- [SHORT PROBLEM]: Render the records as a Markdown table with the columns "Row" and "Line", starting at the beginning of the records and ending at the line containing "919,232 -> 1000,405", skipping blank lines and leaving the pictures out.

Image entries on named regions
----------------

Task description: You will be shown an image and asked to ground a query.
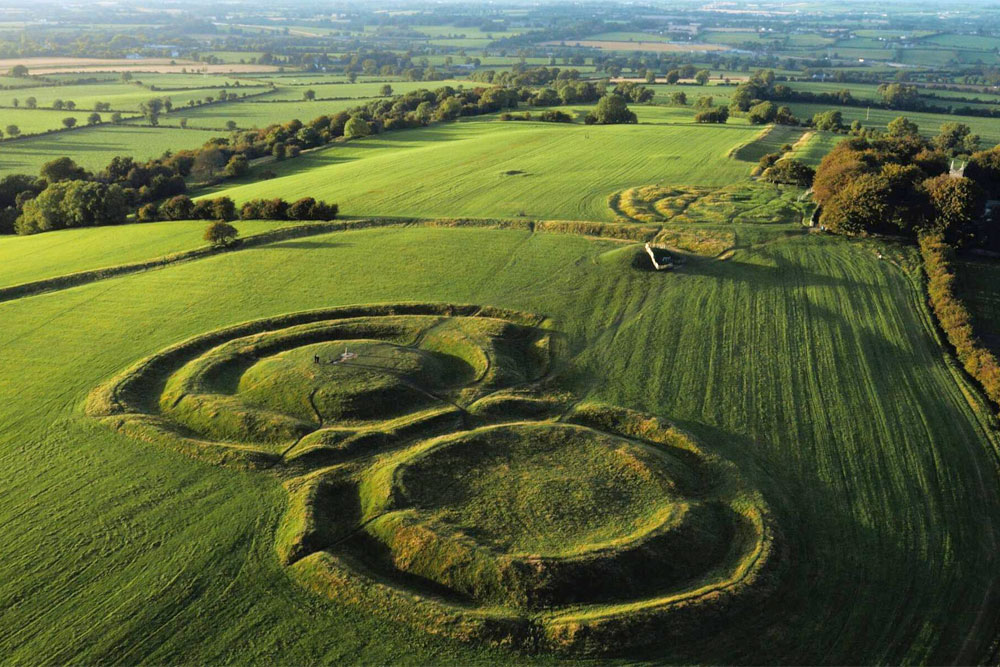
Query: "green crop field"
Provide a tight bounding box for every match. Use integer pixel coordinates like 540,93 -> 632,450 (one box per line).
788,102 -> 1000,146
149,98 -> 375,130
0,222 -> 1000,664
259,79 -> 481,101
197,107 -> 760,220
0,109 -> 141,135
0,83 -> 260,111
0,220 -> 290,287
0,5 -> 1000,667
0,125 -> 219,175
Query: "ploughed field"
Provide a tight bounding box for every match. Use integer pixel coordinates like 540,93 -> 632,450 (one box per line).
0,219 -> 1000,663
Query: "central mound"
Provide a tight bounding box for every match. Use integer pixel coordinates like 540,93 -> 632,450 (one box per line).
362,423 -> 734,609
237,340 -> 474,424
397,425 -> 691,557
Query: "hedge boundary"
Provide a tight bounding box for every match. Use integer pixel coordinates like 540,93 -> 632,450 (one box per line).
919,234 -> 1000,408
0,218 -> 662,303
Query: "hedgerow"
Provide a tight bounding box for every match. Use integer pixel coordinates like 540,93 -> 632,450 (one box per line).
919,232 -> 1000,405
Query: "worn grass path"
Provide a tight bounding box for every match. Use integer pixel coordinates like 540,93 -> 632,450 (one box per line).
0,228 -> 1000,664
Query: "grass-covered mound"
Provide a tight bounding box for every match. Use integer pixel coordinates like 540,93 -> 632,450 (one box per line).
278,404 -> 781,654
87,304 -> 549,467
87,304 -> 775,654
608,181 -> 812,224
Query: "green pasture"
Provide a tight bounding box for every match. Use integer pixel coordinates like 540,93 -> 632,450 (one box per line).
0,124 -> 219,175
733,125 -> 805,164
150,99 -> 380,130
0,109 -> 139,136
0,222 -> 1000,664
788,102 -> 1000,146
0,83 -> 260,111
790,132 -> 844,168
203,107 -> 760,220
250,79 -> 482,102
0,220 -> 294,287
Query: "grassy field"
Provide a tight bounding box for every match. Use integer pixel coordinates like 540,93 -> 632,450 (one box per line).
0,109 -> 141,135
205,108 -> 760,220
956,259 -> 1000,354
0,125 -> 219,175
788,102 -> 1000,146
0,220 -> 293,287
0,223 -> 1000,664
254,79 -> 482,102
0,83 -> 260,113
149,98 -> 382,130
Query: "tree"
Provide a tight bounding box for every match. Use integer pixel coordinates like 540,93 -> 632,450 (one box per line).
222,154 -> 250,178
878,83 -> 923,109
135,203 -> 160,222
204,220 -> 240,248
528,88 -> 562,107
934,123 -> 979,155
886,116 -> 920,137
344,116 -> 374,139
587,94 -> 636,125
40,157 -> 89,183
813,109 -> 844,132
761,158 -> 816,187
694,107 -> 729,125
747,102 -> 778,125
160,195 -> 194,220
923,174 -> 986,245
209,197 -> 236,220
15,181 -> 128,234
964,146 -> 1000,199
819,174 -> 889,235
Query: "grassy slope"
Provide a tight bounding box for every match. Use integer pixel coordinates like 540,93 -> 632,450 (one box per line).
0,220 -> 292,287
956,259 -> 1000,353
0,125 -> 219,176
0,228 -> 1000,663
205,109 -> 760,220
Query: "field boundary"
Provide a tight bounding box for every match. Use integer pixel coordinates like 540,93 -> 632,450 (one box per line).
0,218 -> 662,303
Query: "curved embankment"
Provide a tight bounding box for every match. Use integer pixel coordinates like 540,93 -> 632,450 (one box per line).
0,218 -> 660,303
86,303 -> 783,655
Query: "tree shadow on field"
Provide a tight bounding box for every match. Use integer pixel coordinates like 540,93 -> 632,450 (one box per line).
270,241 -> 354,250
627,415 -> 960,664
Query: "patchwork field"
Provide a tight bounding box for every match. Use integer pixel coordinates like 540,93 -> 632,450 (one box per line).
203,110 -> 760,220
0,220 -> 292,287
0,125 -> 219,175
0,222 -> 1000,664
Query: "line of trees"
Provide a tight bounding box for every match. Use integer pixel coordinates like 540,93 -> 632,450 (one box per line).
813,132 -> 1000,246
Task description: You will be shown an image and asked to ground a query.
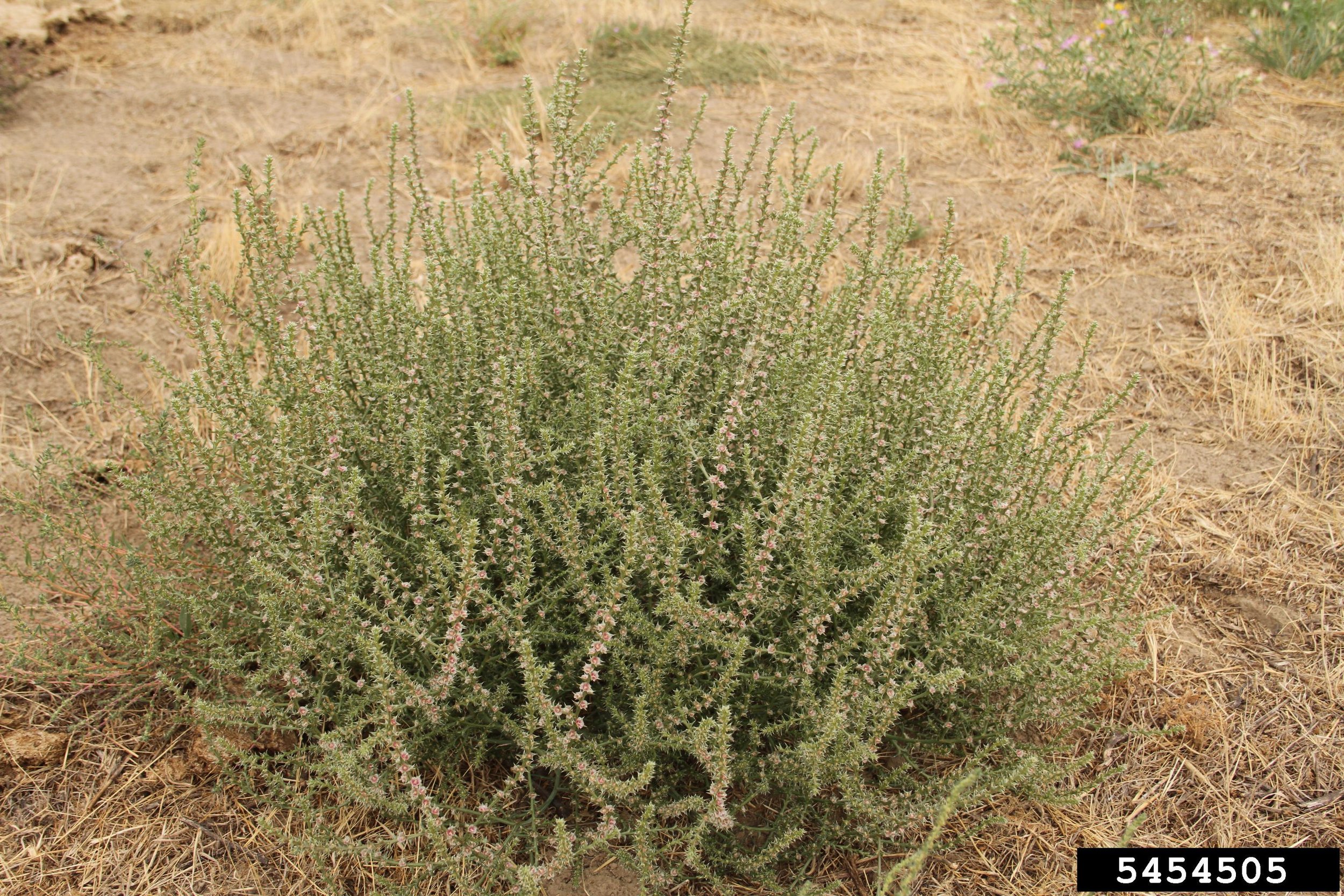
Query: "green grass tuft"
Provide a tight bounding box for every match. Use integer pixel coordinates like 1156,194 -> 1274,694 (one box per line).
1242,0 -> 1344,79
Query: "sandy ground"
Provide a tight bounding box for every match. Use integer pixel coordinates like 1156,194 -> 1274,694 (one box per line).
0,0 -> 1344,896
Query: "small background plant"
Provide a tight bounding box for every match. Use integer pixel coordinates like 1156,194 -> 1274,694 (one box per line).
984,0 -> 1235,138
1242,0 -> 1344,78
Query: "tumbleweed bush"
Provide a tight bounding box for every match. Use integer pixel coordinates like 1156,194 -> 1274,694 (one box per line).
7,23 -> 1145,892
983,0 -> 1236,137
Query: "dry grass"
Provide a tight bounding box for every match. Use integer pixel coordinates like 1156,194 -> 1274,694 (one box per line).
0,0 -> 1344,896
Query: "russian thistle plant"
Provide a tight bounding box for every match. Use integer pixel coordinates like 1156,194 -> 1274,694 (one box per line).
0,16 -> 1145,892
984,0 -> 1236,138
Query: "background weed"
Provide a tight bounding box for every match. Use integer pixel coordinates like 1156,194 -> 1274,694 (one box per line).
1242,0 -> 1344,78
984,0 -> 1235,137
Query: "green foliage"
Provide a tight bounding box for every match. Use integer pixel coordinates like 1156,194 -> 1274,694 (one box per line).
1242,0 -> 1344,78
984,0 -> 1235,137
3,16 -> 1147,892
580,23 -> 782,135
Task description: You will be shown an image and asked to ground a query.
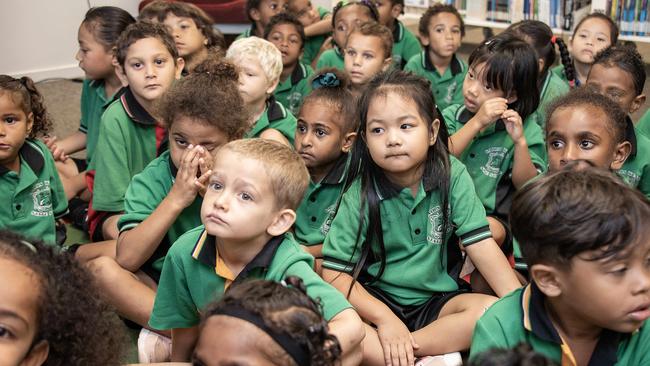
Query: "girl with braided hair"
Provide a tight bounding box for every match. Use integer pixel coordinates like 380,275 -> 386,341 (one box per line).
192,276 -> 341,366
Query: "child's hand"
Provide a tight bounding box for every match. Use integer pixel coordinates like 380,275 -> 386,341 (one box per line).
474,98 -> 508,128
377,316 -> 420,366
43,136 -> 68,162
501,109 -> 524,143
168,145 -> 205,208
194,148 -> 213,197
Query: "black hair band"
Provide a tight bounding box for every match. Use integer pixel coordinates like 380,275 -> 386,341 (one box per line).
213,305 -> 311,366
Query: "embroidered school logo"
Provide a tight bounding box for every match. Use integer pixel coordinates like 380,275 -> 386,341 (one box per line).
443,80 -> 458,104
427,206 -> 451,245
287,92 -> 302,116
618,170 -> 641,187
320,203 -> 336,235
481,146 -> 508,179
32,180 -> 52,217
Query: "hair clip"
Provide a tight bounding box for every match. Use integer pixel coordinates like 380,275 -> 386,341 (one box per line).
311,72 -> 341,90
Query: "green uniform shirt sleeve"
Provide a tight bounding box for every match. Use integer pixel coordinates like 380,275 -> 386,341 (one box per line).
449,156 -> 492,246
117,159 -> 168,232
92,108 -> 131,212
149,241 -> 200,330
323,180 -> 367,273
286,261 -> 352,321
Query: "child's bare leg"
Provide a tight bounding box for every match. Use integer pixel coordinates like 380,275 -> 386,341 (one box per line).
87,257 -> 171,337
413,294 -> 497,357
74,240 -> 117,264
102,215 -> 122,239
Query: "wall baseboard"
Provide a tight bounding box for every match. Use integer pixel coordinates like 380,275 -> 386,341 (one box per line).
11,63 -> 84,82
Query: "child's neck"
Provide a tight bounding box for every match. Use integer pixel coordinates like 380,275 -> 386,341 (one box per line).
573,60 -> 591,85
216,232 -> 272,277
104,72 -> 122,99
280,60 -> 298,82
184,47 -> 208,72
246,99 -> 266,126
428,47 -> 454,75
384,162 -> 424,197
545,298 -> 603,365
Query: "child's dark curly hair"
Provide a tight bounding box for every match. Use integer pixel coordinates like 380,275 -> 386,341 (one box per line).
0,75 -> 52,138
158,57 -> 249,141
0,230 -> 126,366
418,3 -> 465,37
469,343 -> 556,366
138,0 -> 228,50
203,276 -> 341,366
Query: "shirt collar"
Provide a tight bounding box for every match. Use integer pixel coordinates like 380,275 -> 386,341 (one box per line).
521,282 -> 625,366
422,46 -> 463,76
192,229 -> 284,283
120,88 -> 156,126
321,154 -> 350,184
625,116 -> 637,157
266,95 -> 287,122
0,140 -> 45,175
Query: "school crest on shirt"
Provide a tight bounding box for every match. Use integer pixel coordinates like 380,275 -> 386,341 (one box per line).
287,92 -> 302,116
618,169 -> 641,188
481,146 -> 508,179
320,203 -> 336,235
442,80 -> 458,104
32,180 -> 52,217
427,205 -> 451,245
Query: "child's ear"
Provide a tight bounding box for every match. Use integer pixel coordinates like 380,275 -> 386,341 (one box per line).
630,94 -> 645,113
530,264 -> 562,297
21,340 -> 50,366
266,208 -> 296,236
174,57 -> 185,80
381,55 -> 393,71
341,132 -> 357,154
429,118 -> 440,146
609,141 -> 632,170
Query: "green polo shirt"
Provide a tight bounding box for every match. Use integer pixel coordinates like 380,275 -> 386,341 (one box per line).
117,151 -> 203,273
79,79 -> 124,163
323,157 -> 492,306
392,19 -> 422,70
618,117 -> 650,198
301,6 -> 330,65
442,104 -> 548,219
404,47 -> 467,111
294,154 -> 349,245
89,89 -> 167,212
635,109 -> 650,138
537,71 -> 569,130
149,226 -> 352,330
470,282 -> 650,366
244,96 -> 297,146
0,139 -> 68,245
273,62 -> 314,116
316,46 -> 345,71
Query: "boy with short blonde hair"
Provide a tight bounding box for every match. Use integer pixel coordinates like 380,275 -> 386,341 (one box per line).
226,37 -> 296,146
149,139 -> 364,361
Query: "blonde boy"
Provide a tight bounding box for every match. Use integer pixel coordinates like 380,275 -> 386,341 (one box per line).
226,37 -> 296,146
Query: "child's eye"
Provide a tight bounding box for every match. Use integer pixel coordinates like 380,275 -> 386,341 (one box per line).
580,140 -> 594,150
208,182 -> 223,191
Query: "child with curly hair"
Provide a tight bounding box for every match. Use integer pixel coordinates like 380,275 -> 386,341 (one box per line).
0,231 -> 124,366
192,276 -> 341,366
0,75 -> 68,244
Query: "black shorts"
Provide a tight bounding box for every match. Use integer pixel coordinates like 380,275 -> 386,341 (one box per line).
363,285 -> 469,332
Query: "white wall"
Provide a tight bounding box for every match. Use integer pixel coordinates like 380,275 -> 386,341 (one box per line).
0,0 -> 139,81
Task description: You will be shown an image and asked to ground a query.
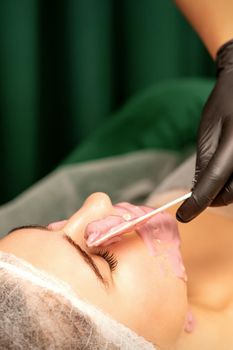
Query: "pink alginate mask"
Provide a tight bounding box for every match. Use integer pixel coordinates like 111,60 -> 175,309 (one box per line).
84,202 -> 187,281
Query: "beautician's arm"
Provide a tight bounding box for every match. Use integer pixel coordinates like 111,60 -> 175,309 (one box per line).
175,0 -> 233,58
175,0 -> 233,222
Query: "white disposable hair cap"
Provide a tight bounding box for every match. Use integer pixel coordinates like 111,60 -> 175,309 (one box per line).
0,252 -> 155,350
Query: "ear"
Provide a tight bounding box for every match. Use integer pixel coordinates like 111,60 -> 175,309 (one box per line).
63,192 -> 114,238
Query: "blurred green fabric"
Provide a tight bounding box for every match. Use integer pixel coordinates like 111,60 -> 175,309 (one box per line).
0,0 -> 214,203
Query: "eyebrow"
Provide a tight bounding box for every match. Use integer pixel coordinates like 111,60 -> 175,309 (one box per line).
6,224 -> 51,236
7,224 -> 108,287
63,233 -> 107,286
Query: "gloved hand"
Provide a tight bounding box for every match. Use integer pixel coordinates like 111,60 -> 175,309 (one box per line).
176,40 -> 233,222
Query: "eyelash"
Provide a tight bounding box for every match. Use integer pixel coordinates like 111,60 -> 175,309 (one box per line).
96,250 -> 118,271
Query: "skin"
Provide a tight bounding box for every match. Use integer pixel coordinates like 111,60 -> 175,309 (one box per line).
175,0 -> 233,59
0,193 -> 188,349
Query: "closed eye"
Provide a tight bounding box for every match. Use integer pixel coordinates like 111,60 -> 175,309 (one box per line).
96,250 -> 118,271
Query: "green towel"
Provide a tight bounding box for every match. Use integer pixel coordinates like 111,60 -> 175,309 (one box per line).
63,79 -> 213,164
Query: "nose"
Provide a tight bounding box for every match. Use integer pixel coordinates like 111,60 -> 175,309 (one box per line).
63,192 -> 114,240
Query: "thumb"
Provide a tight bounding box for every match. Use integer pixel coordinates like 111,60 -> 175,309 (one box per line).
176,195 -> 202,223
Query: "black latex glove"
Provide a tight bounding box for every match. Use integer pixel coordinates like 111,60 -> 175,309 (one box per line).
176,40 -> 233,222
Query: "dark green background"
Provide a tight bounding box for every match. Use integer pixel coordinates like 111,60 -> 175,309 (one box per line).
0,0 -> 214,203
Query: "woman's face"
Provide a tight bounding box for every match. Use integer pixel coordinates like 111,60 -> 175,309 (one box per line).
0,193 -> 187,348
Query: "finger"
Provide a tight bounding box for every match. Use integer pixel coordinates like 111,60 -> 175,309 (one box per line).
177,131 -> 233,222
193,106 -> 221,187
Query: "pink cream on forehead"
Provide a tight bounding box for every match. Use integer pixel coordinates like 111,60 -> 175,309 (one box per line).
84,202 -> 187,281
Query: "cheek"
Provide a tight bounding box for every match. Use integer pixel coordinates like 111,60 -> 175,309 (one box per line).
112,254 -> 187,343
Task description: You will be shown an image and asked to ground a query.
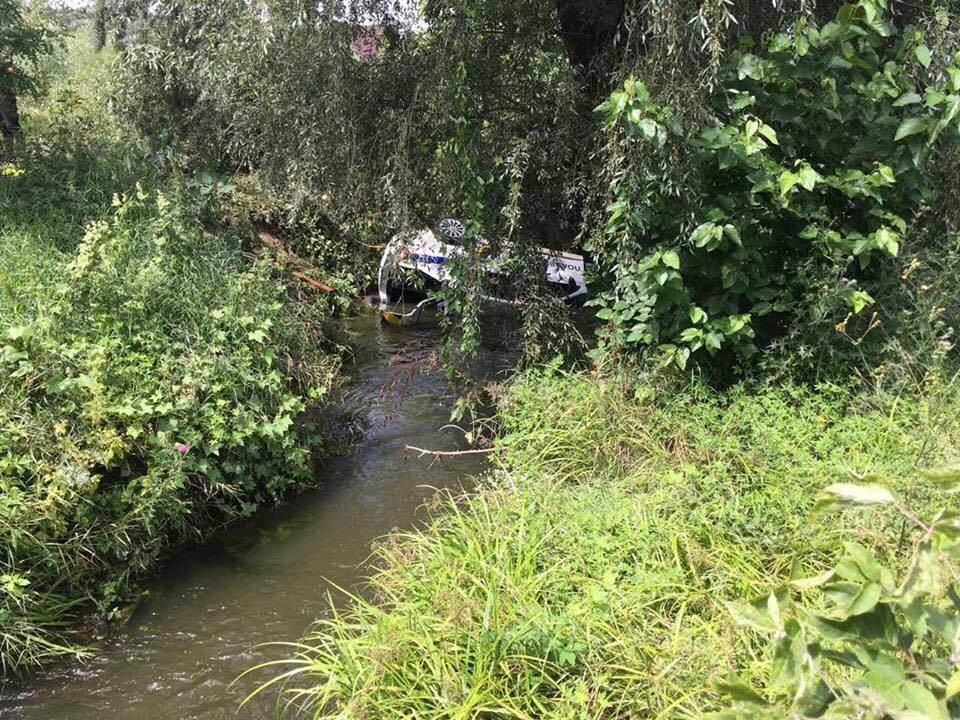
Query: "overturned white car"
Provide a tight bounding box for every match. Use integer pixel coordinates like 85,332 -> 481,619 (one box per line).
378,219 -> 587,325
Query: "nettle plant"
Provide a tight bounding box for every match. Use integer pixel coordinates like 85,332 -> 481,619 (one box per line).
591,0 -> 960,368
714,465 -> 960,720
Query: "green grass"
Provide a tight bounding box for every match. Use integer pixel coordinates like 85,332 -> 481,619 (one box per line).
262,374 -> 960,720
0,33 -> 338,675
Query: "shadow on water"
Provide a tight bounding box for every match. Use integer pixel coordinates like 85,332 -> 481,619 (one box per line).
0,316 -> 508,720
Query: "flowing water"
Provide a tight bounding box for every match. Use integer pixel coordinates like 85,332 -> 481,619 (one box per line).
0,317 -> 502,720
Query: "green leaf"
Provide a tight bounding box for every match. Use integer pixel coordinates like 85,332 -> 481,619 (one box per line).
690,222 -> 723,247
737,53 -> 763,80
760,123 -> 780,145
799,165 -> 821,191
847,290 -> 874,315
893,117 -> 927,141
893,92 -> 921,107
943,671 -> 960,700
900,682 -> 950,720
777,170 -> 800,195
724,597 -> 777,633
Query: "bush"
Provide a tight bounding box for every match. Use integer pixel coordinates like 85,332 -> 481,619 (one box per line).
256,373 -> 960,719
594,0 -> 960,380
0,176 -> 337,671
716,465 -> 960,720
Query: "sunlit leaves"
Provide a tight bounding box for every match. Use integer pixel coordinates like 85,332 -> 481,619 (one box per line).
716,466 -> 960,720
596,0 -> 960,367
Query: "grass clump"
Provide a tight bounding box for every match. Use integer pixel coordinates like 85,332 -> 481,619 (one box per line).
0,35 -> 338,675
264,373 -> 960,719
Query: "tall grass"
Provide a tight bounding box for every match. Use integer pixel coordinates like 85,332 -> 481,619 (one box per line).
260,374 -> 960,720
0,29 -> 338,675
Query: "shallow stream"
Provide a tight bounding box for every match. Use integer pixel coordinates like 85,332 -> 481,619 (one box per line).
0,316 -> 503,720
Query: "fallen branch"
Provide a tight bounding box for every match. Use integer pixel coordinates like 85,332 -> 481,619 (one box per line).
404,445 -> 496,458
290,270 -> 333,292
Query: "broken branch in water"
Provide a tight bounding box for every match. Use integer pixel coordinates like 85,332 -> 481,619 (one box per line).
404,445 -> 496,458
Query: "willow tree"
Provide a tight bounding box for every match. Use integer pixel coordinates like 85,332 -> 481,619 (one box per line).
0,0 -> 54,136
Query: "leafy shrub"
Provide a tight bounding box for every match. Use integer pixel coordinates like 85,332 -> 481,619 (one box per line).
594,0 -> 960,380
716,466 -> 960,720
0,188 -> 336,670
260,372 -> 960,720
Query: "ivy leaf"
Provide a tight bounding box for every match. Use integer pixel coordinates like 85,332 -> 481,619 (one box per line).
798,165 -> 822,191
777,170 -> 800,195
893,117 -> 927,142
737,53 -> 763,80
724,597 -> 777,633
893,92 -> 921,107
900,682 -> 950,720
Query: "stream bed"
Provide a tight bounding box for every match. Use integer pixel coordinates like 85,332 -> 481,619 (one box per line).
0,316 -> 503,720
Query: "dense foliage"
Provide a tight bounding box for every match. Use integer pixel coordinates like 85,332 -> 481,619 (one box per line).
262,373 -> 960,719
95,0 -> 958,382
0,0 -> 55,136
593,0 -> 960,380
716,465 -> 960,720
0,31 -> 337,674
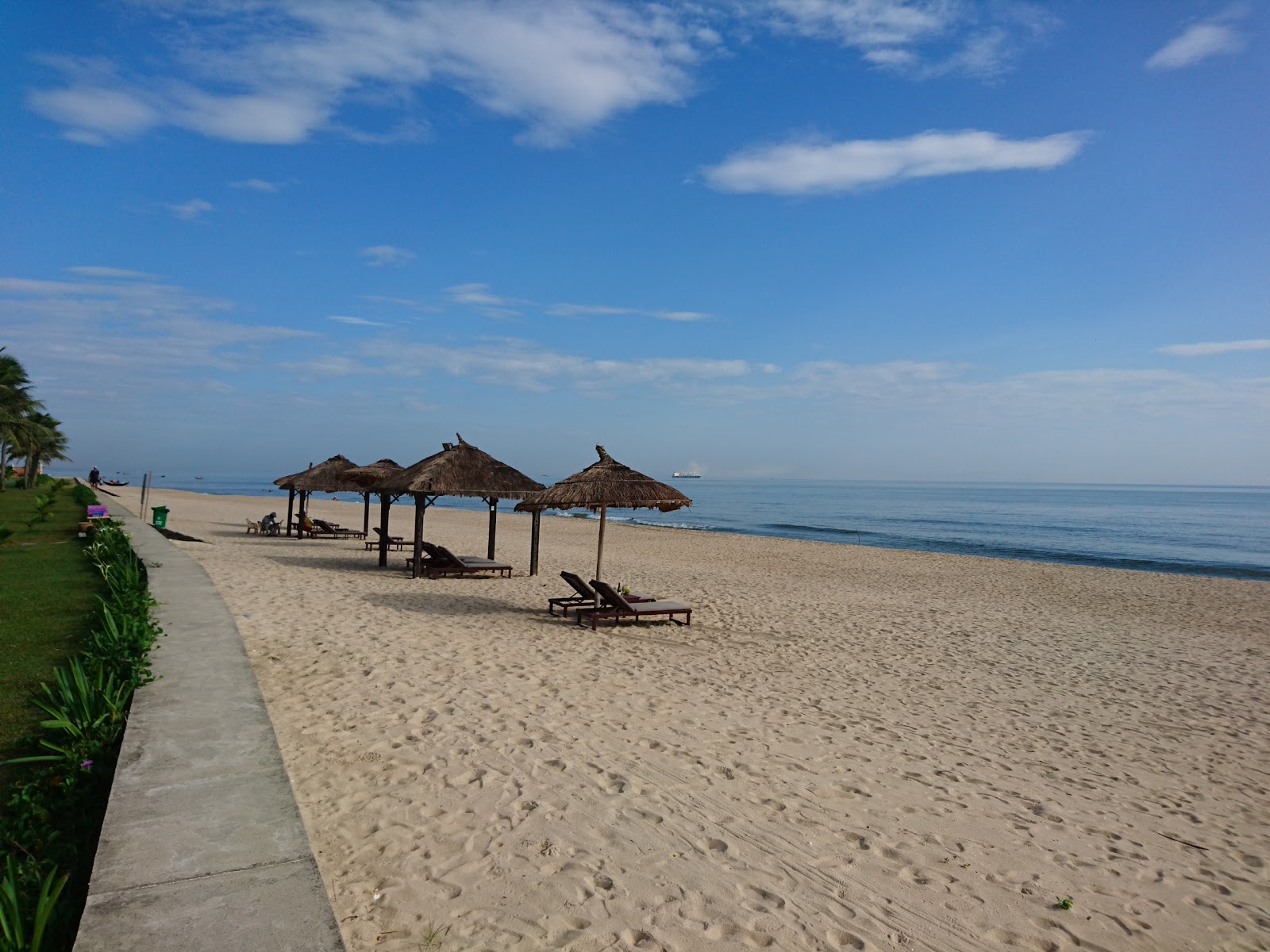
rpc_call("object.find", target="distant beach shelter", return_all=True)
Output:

----------------

- [SOLVED EXERCISE]:
| Row | Line |
|---|---|
| 1 | Task description: You will be shown an image and asked to ground a query. |
| 2 | Query: "green crop field" |
| 3 | Provide a tight bounding box for every match. Use integer pixel coordinates like 540,93 -> 632,450 (one box per line). |
| 4 | 788,102 -> 1000,146 |
| 5 | 149,98 -> 375,130 |
| 6 | 0,222 -> 1000,664 |
| 7 | 259,79 -> 481,101 |
| 8 | 197,107 -> 760,220 |
| 9 | 0,109 -> 141,135 |
| 10 | 0,83 -> 260,111 |
| 11 | 0,220 -> 290,287 |
| 12 | 0,5 -> 1000,667 |
| 13 | 0,125 -> 219,175 |
| 14 | Query: "ploughed field" |
| 15 | Provide a tight bounding box for every match. Use integer pixel coordinates like 540,93 -> 632,450 (one box per line). |
| 16 | 0,219 -> 1000,663 |
| 17 | Query: "central mound" |
| 18 | Provide a tight bounding box for every match. Use integer pixel coordinates like 540,93 -> 632,450 (one box per line). |
| 19 | 362,423 -> 734,609 |
| 20 | 237,340 -> 474,424 |
| 21 | 397,425 -> 691,557 |
| 22 | Query: "hedge boundary" |
| 23 | Provide a tight bounding box for every match. Use integer pixel coordinates like 540,93 -> 632,450 (one box per line). |
| 24 | 919,234 -> 1000,408 |
| 25 | 0,218 -> 662,303 |
| 26 | Query: "hedgerow" |
| 27 | Provide a tight bounding box for every match. Use integer pixel coordinates like 540,93 -> 632,450 (one box per line). |
| 28 | 919,232 -> 1000,405 |